--- START OF DATA SECTION ---
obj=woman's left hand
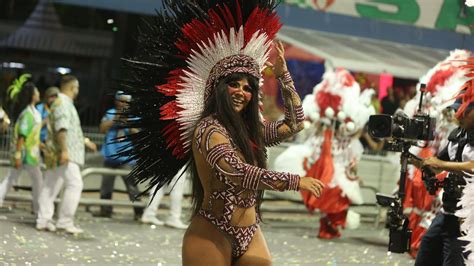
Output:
[266,41,288,78]
[423,157,444,169]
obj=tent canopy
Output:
[278,26,449,79]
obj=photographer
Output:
[409,94,474,266]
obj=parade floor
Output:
[0,203,414,266]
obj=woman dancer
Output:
[120,0,322,265]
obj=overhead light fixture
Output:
[2,62,25,69]
[56,67,71,75]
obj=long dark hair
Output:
[190,73,266,216]
[13,81,36,121]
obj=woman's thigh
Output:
[182,216,232,266]
[235,228,272,266]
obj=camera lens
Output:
[369,115,393,138]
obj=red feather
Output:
[426,66,457,95]
[316,91,341,117]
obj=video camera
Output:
[368,84,436,253]
[369,112,436,141]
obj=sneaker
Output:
[140,216,165,225]
[92,211,112,218]
[36,221,56,232]
[165,218,188,229]
[58,225,84,235]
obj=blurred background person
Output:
[0,74,43,214]
[140,168,188,229]
[36,87,59,143]
[94,91,143,220]
[36,75,97,234]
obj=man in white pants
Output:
[140,169,188,229]
[36,75,97,234]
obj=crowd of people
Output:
[0,74,187,234]
[0,1,474,265]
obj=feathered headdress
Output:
[121,0,281,195]
[456,54,474,118]
[7,73,31,101]
[404,49,471,117]
[303,68,375,132]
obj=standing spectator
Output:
[382,87,398,115]
[0,106,10,134]
[95,91,143,220]
[36,87,59,143]
[0,76,43,213]
[140,168,188,229]
[36,75,97,234]
[370,90,381,114]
--- END OF DATA SECTION ---
EXERCISE AIM: Format the listing entries between the lines holding "obj=tent canopy" and "[235,228,272,266]", inclusive, as a two-column CSV with the columns "request" and "boxes". Give one row per request, placing its text and its answer each in a single quoted field with line breaks replaced by spaces.

FULL OUTPUT:
request,boxes
"obj=tent canopy Output:","[278,26,449,79]"
"obj=photographer Output:","[409,94,474,266]"
"obj=parade floor Output:","[0,203,414,266]"
"obj=woman dancer Output:","[120,0,322,265]"
"obj=overhead light fixture Output:","[2,62,25,69] [56,67,71,75]"
"obj=long dark hair Output:","[190,73,266,216] [13,81,36,121]"
"obj=woman's thigh Output:","[182,216,232,266] [235,228,272,266]"